» **TASK DETAILS**:
Every line of the data is to be retyped exactly.

» **THE DATA**:
* * * * * * * * *

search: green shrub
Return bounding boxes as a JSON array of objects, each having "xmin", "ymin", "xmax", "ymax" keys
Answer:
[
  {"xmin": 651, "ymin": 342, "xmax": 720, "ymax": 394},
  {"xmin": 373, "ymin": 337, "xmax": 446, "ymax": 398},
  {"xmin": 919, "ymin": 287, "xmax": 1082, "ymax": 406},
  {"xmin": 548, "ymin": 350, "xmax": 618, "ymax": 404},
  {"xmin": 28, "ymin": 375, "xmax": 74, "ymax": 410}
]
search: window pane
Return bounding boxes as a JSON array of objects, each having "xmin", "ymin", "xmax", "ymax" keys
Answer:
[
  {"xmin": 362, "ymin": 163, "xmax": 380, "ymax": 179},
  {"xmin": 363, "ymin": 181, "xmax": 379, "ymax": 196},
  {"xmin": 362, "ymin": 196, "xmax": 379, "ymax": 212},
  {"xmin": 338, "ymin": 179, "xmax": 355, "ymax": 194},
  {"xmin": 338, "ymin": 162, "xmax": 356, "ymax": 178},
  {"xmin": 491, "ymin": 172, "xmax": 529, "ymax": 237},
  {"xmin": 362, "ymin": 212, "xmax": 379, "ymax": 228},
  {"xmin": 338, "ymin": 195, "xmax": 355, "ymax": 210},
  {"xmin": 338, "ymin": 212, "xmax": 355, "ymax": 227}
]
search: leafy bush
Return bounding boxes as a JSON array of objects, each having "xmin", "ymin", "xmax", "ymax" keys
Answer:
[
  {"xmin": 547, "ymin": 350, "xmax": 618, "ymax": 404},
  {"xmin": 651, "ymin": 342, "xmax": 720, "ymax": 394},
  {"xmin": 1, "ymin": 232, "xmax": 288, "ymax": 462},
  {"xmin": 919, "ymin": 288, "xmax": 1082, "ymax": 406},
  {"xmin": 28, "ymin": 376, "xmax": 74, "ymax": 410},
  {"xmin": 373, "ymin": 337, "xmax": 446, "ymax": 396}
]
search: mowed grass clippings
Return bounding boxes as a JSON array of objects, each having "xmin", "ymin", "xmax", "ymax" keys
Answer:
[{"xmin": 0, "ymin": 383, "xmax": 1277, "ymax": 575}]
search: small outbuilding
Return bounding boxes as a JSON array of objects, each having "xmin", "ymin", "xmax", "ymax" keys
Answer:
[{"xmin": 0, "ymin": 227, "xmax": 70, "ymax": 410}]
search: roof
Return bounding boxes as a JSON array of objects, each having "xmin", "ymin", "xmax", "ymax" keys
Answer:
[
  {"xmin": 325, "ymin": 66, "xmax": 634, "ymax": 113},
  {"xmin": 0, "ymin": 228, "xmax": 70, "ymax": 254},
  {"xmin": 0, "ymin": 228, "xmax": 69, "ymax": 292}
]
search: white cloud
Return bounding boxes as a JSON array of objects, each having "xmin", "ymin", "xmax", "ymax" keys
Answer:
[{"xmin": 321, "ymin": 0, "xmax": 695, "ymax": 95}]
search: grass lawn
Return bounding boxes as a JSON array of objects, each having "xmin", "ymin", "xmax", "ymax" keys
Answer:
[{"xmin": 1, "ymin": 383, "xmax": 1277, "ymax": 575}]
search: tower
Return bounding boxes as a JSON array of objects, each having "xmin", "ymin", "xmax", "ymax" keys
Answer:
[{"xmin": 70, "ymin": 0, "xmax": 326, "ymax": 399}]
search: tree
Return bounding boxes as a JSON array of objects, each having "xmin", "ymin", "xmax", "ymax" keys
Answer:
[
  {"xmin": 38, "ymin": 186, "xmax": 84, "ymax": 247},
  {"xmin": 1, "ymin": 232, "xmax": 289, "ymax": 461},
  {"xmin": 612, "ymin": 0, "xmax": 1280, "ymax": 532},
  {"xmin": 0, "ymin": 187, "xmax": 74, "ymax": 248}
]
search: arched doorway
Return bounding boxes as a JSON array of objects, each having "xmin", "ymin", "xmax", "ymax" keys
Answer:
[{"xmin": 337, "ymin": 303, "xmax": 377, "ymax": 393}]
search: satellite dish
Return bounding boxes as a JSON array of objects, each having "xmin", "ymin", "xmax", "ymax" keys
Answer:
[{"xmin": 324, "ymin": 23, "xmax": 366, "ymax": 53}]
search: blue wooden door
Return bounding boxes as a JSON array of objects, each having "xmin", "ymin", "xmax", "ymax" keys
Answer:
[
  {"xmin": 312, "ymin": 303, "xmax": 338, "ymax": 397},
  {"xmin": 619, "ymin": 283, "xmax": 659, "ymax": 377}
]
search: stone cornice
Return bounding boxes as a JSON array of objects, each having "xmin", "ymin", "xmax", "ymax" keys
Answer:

* * * * * * * * *

» **EXPECTED ANSWER**:
search: green shrub
Return bounding boxes as a JSON array of objects, each having "xmin", "ymin", "xmax", "ymax" keys
Answer:
[
  {"xmin": 651, "ymin": 342, "xmax": 720, "ymax": 394},
  {"xmin": 373, "ymin": 337, "xmax": 446, "ymax": 398},
  {"xmin": 919, "ymin": 287, "xmax": 1082, "ymax": 406},
  {"xmin": 548, "ymin": 350, "xmax": 618, "ymax": 404},
  {"xmin": 28, "ymin": 375, "xmax": 74, "ymax": 410}
]
search: window pane
Return bounding boxes as a JSON array of objects, each having "xmin", "ymin", "xmax", "ymax" keys
Answer:
[
  {"xmin": 362, "ymin": 163, "xmax": 380, "ymax": 179},
  {"xmin": 363, "ymin": 181, "xmax": 379, "ymax": 196},
  {"xmin": 362, "ymin": 196, "xmax": 379, "ymax": 212},
  {"xmin": 338, "ymin": 179, "xmax": 355, "ymax": 194},
  {"xmin": 338, "ymin": 162, "xmax": 356, "ymax": 178},
  {"xmin": 491, "ymin": 172, "xmax": 529, "ymax": 237},
  {"xmin": 362, "ymin": 212, "xmax": 379, "ymax": 228},
  {"xmin": 338, "ymin": 195, "xmax": 355, "ymax": 210},
  {"xmin": 338, "ymin": 212, "xmax": 355, "ymax": 227}
]
search: leafy bush
Return bounding boxes as a JSON array of objects, each having "xmin", "ymin", "xmax", "ymax" keys
Answer:
[
  {"xmin": 547, "ymin": 350, "xmax": 618, "ymax": 404},
  {"xmin": 651, "ymin": 342, "xmax": 720, "ymax": 394},
  {"xmin": 1, "ymin": 232, "xmax": 288, "ymax": 462},
  {"xmin": 919, "ymin": 288, "xmax": 1082, "ymax": 406},
  {"xmin": 28, "ymin": 376, "xmax": 74, "ymax": 410},
  {"xmin": 373, "ymin": 337, "xmax": 446, "ymax": 396}
]
search: mowed grass clippings
Return bounding boxes as a JSON array of objects, each having "xmin", "ymin", "xmax", "ymax" keys
Answer:
[{"xmin": 0, "ymin": 383, "xmax": 1277, "ymax": 575}]
search: small outbuilding
Return bounding boxes as a JSON array of objects, each having "xmin", "ymin", "xmax", "ymax" keys
Answer:
[{"xmin": 0, "ymin": 227, "xmax": 70, "ymax": 410}]
search: roof
Return bounding boxes as a JSON array of objects, each having "xmin", "ymin", "xmax", "ymax" keys
Answer:
[
  {"xmin": 325, "ymin": 66, "xmax": 634, "ymax": 113},
  {"xmin": 0, "ymin": 228, "xmax": 70, "ymax": 254},
  {"xmin": 0, "ymin": 228, "xmax": 69, "ymax": 292}
]
search: white cloud
Return bounding boxes as a JSON array of objects, each having "xmin", "ymin", "xmax", "ymax" keys
Answer:
[{"xmin": 321, "ymin": 0, "xmax": 695, "ymax": 95}]
search: grass lawn
Return bounding boxes as a JSON array of objects, each having "xmin", "ymin", "xmax", "ymax" keys
Answer:
[{"xmin": 1, "ymin": 383, "xmax": 1277, "ymax": 575}]
search: tower
Return bounding boxes as a JSON array of objects, each having "xmin", "ymin", "xmax", "ymax" keys
Answer:
[{"xmin": 70, "ymin": 0, "xmax": 326, "ymax": 399}]
search: tree
Return bounding boxes as a JSON array of objects, each having "xmin", "ymin", "xmax", "ymax" keys
Answer:
[
  {"xmin": 38, "ymin": 186, "xmax": 84, "ymax": 247},
  {"xmin": 1, "ymin": 232, "xmax": 289, "ymax": 461},
  {"xmin": 612, "ymin": 0, "xmax": 1280, "ymax": 532},
  {"xmin": 0, "ymin": 187, "xmax": 74, "ymax": 248}
]
search: arched doorway
Return bounding boxes as a JSON array of objects, each having "xmin", "ymin", "xmax", "ymax" keys
Answer:
[{"xmin": 337, "ymin": 303, "xmax": 377, "ymax": 393}]
search: satellite dish
Return bounding boxes as a JSON array of objects, each having "xmin", "ymin", "xmax", "ymax" keys
Answer:
[{"xmin": 324, "ymin": 23, "xmax": 366, "ymax": 53}]
search: blue wooden door
Return bounding boxes as a JSON array of objects, each having "xmin", "ymin", "xmax", "ymax" keys
Answer:
[
  {"xmin": 312, "ymin": 303, "xmax": 338, "ymax": 397},
  {"xmin": 619, "ymin": 283, "xmax": 659, "ymax": 377}
]
search: stone cornice
Return bounding boxes as a JSON array of objects, each having "xmin", "ymin", "xmax", "ymax" keys
Answer:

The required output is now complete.